■ Folgendes bearbeiten
1. Fasse den Absatz „Massenmedien stellen Öffentlichkeit her“ im Text über Medien und Demokratie als kurze Stichpunktliste zusammen. Behalte dabei die wesentlichen Aussagen bei.
2. Setze den Text über Medien und Demokratie nach seinem letzten Satz mit einem weiteren Absatz fort.

**** Vorliegender Text ****

Medien und Demokratie
Massenmedien stellen Öffentlichkeit her und sind damit von zentraler Bedeutung in einer Demokratie: Sie ermöglichen Transparenz und Legitimation politischen Handelns und sind maßgeblich an der demokratischen Meinungsbildung der Gesellschaft beteiligt. Gleichzeitig bestimmen sie durch Agendasetting die politischen Themen. Medien haben in der Demokratie die Aufgabe, die Bürger*innen auf gesamtgesellschaftliche Probleme aufmerksam zu machen und über das politische Geschehen zu informieren und genießen diesbezüglich auch hohes Vertrauen. Zugleich fungieren Medien als eine vierte Macht oder Gewalt, die Kontrolle und Kritik ausübt. Politische Akteur*innen sind wiederum auf Medien angewiesen, um ihre Botschaften zu vermitteln und sich selbst ein Bild über die öffentliche bzw. veröffentlichte Meinung in der Bevölkerung zu machen. Meinungs-, Presse- und Medienfreiheit sind unverzichtbare Kriterien für Demokratiequalität und politische Macht ist heute nicht mehr ohne den Einbezug von Medien zu denken.

**** Bereitgestelltes Material ****

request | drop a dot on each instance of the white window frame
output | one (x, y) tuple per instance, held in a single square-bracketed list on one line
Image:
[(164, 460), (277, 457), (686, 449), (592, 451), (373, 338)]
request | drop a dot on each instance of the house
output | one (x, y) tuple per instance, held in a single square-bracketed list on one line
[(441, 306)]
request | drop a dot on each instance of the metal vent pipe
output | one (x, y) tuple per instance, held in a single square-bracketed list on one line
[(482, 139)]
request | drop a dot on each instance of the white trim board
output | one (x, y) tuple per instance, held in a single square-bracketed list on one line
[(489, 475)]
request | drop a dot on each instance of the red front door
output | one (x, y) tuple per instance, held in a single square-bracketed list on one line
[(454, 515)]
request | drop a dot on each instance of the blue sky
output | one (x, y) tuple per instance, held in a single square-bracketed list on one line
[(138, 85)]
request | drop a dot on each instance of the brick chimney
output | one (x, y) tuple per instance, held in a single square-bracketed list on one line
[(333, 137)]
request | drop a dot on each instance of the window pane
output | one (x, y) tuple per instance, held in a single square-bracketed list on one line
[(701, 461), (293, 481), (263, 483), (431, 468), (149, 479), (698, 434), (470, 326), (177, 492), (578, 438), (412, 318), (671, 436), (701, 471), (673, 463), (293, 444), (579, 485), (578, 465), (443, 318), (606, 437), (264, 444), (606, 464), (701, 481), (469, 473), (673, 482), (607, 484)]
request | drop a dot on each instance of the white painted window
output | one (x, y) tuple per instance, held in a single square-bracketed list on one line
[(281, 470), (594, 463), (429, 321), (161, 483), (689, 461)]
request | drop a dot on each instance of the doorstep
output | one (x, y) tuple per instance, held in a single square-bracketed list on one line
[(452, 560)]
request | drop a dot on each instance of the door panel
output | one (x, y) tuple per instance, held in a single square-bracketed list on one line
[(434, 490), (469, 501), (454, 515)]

****
**** Bereitgestelltes Material ****

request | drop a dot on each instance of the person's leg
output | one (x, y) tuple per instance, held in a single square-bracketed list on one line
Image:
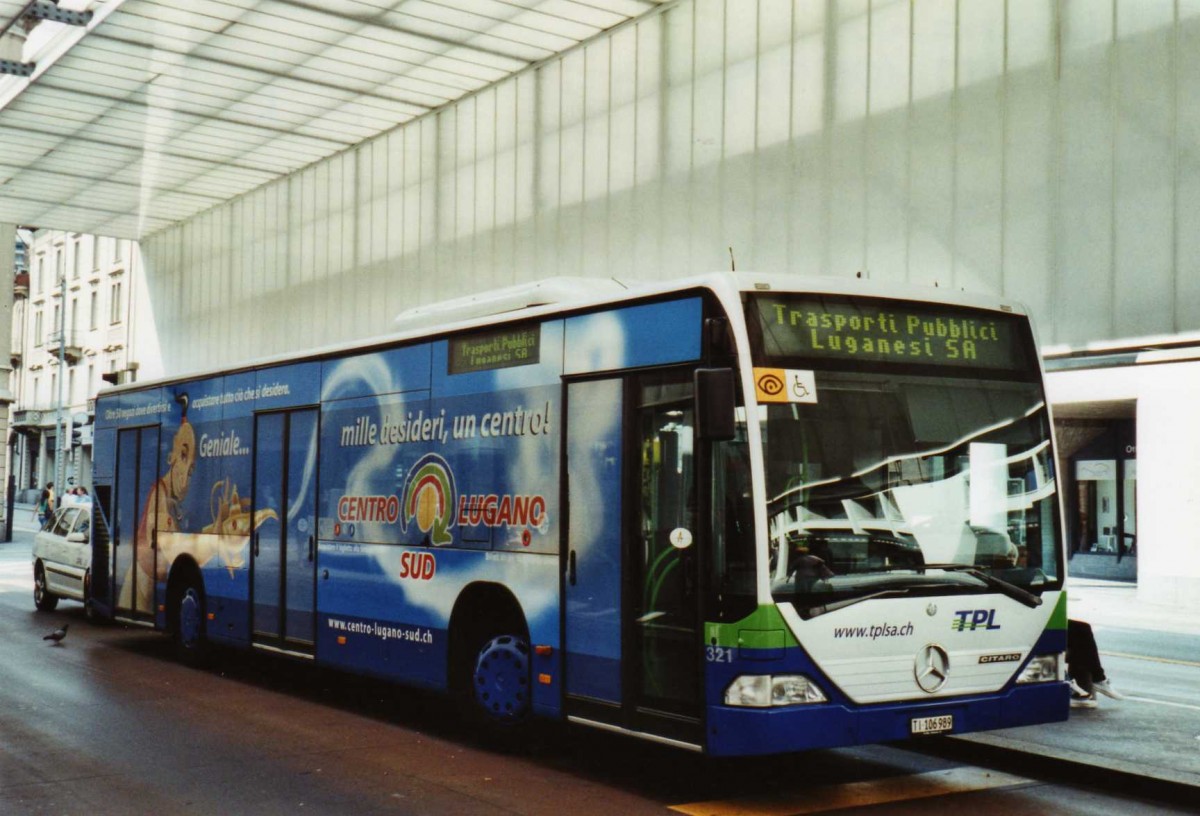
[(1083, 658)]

****

■ Lösungen
1.
- Massenmedien schaffen Öffentlichkeit und sind deshalb zentral für die Demokratie.
- Sie ermöglichen Transparenz und Legitimation politischen Handelns und wirken maßgeblich an der Meinungsbildung mit.
- Durch Agendasetting bestimmen sie die politischen Themen.
- Sie machen die Bürger*innen auf gesamtgesellschaftliche Probleme aufmerksam, informieren über das politische Geschehen und genießen dabei hohes Vertrauen.
- Als vierte Macht oder Gewalt üben sie Kontrolle und Kritik aus.
- Politische Akteur*innen brauchen Medien, um Botschaften zu vermitteln und sich ein Bild von der öffentlichen Meinung zu machen.
- Meinungs-, Presse- und Medienfreiheit sind unverzichtbar für die Demokratiequalität. Politische Macht ist ohne Medien nicht mehr denkbar.

2.
Mediatisierte Politik
Im Kontext des omnipräsenten Stellenwerts, den Massenmedien in der heutigen Mediengesellschaft erhalten, hat sich auch das komplexe Verhältnis zwischen Medien und Politik zunehmend verändert. Statt der früheren Trennung von Medien und Politik überlagern sich beide Systeme weitgehend. Medien beobachten nicht nur das politische Geschehen, sie fungieren zunehmend als Stimmungsmacher und folgen bei der Darstellung von Politik ihrer eigenen Logik. Demokratische Politik ist zur Legitimation ihrer Macht in der heutigen komplexen Gesellschaft auf die medial vermittelte Kommunikation angewiesen und unterwirft sich der Logik der Medien. Man kann auch von einer „Mediatisierung der Politik“ sprechen, was besagt, dass politische Kommunikation und politisches Handeln sich immer mehr an den Regeln der Massenmedien orientieren (vgl. Steinmaurer, 2012). Somit wird Politik durch die Selektion spektakulärer Ereignisse, die Auswahl telegener Politiker*innen und dessen theatralische Inszenierung geprägt (Selektionslogik/Präsentationslogik). Zudem kommt es zu einer Professionalisierung der politischen Kommunikation mit dem Ziel, die politischen Akteur*innen möglichst vorteilhaft auf der Medienbühne zu präsentieren und die Kontrolle über die politische Berichterstattung zu gewinnen.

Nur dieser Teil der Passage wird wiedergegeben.